WHAT YOU ARE ASKED TO DO
Each line from the one that contains "[spot] the muscular" to the end of the material must be set down exactly, and no line before it.

DATA EXTRACT
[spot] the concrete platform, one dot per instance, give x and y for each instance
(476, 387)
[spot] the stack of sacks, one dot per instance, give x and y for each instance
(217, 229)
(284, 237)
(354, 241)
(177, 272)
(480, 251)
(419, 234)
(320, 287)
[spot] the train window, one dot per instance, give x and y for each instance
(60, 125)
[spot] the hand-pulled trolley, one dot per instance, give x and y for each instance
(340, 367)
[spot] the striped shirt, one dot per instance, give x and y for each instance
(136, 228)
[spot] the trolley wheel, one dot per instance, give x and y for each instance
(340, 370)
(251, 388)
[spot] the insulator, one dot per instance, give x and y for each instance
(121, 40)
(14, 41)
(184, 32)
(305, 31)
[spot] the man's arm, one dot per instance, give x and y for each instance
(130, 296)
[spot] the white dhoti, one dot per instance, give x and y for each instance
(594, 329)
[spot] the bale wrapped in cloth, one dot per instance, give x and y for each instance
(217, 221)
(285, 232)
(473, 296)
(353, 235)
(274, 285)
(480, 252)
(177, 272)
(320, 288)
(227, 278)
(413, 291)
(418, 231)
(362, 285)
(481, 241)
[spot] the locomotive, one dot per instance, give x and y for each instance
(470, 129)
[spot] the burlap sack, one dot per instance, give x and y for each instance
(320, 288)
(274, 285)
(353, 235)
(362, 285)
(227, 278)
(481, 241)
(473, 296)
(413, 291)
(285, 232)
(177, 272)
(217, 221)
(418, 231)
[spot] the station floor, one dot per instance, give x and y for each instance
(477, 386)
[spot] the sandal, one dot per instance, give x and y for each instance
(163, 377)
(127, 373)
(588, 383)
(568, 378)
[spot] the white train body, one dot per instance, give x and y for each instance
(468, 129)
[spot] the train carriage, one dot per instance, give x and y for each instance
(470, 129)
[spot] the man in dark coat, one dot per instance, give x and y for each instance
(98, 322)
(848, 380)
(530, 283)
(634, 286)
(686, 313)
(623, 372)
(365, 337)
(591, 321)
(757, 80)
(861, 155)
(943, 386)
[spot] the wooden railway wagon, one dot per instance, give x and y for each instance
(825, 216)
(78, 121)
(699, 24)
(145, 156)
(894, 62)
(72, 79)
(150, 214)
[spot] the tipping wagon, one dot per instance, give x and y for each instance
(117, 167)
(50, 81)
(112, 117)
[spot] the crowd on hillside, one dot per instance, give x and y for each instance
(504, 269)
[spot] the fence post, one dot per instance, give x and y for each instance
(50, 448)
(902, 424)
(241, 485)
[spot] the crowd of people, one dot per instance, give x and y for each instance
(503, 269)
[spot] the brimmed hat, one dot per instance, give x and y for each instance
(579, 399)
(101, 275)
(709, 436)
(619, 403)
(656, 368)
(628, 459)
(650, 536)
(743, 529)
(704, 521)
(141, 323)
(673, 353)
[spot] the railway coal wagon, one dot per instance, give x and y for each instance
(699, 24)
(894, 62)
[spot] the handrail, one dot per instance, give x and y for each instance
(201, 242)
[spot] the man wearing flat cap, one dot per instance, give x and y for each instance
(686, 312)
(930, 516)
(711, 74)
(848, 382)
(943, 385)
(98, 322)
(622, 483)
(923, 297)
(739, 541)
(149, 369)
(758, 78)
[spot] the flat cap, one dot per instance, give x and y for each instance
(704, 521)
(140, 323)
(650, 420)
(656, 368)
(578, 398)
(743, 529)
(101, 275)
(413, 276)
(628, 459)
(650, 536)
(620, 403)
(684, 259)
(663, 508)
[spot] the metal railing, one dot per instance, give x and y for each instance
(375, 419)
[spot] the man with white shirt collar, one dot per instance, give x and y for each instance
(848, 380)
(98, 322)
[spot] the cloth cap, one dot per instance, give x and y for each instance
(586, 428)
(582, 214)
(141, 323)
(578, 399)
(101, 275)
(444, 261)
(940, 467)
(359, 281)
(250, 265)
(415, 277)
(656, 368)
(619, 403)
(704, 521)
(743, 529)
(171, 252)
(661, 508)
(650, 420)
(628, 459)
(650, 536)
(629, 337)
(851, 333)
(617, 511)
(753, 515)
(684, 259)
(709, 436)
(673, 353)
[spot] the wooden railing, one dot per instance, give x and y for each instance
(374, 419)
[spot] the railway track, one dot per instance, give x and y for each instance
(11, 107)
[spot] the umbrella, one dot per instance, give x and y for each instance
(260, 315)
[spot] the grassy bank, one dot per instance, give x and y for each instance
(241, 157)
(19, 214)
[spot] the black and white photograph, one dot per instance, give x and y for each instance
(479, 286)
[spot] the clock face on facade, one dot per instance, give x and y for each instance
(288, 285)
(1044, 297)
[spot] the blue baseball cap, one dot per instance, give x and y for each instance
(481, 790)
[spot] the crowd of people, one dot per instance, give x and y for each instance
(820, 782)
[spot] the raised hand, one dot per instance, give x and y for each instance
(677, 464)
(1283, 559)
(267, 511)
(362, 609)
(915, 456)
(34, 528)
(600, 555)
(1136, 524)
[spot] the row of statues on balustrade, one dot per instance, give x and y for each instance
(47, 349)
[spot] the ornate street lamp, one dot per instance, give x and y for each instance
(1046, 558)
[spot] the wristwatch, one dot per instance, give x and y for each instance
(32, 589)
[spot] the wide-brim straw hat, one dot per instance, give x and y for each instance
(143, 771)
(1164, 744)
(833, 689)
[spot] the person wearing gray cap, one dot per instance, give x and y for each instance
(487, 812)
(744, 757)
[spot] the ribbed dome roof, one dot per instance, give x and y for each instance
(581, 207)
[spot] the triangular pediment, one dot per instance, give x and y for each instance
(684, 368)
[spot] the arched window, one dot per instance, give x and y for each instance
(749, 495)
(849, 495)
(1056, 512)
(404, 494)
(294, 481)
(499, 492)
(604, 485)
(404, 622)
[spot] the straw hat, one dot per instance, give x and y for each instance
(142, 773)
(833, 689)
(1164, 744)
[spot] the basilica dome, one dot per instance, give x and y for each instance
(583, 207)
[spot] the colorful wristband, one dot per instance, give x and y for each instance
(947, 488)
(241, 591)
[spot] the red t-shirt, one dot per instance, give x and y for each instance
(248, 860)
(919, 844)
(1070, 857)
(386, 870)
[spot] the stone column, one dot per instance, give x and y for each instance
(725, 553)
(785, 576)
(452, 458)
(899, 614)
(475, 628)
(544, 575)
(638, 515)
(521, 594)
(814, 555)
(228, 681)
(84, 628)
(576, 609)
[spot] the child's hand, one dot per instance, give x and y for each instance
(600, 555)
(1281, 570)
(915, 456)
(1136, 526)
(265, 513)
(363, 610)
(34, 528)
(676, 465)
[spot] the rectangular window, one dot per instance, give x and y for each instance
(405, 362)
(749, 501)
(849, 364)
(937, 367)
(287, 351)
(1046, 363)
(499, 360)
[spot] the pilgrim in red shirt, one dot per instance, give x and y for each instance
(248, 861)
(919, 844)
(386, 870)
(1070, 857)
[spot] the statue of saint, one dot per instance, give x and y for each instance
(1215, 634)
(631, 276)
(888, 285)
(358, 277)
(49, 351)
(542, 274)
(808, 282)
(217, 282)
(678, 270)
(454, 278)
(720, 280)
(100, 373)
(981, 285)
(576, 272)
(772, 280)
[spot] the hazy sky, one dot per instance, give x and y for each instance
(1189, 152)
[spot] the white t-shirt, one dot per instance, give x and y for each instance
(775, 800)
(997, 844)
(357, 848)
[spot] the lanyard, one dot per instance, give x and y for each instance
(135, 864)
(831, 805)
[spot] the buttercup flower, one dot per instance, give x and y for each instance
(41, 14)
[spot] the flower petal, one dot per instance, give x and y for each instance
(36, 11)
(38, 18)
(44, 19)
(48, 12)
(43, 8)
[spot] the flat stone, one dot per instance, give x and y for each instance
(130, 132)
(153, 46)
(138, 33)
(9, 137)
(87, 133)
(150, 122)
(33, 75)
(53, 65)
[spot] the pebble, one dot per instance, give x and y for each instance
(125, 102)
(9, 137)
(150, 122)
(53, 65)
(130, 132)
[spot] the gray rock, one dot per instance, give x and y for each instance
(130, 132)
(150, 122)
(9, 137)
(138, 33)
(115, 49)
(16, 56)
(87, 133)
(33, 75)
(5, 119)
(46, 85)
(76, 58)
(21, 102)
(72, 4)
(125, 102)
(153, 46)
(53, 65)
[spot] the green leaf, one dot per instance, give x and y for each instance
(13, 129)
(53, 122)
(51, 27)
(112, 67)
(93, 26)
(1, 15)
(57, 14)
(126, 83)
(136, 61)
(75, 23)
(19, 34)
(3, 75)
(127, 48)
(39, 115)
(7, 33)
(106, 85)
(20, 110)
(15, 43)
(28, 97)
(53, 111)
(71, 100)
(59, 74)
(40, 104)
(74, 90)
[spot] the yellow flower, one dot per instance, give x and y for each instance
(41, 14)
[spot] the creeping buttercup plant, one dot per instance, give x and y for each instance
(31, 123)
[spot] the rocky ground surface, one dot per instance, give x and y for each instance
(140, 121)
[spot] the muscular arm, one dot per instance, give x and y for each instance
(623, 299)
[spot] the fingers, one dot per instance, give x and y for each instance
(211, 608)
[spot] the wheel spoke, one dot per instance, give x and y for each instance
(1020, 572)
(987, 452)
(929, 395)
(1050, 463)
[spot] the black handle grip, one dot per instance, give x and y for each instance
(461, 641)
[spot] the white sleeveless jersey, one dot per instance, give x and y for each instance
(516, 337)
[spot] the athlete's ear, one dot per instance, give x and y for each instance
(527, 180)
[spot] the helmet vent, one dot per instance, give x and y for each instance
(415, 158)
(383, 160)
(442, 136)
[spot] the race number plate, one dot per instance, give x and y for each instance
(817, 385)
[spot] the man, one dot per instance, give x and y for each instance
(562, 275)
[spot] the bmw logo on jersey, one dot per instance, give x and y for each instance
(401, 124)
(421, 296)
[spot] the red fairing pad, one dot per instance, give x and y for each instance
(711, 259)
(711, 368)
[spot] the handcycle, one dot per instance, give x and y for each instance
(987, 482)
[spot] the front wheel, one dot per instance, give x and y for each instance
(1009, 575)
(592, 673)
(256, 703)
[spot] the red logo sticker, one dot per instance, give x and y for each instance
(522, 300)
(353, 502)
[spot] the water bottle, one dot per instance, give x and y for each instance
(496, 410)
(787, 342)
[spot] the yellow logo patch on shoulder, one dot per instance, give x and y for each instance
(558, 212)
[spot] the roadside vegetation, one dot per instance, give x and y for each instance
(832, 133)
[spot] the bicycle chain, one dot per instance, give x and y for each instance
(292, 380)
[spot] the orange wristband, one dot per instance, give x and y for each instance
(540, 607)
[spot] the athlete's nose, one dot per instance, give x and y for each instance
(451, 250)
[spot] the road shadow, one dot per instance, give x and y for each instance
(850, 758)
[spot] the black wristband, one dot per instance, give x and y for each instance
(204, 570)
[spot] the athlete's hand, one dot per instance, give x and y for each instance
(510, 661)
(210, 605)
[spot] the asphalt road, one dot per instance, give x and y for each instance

FINAL RESULT
[spot] the muscular arm, one dot per instance, give x and y for each instance
(623, 299)
[spot] the fingers, one dot per instance, give x and y for each instance
(211, 608)
[spot] the wheel spoke, one dot per instance, give x and y for each instance
(1020, 572)
(987, 452)
(929, 395)
(1050, 463)
[spot] the black handle grip, one dot per instance, give x and y for each instance
(461, 641)
[spot] the white sleeveless jersey, one dot per instance, give x and y for each instance
(516, 337)
[spot] the athlete's ear, one dot per instance, give x and y for each instance
(527, 180)
[spot] the helmet vent, one dot per instance, give x and y for each instance
(415, 158)
(383, 160)
(442, 136)
[spot] the race number plate, one dot per instance, give x and y for each instance
(817, 385)
[spot] the man, one dot per instance, give x and y for each instance
(562, 275)
[spot] the bmw logo on jersey, one dot per instance, give x and y for each instance
(401, 124)
(421, 296)
[spot] the red fairing pad, one dot per instance, give x and y for each instance
(711, 259)
(711, 368)
[spot] the handcycle, one dot per instance, give x and y for each instance
(987, 482)
[spot] the front wheel, one dot per instance, give x and y for each instance
(1009, 575)
(592, 673)
(256, 703)
[spot] the red logo sticker, one dot per instance, give x and y for each instance
(522, 300)
(353, 502)
[spot] the water bottle, one dot per instance, give x and y for each instance
(496, 410)
(787, 342)
[spot] the yellow logo patch on shoulder, one dot per instance, give x and y for each instance
(558, 212)
[spot] the roadside vegetation, one dot per instance, give x and y for each instance
(832, 133)
[spot] the bicycle chain, one dot per instance, give x and y for each instance
(292, 380)
[spot] the orange wristband, one dot per instance, give x and y for each instance
(540, 607)
[spot] the athlete's nose, one dot per instance, give x and y for each instance
(451, 250)
[spot] the road shadow, one dot per instance, give x and y for each instance
(850, 758)
[spot] the black wristband, one dot per instance, give x and y for each instance
(204, 570)
[spot] the athlete's hand, one dot per instance, give x and y for each instance
(510, 661)
(210, 605)
[spot] the asphalt road, one dot per instance, give x and y for each instance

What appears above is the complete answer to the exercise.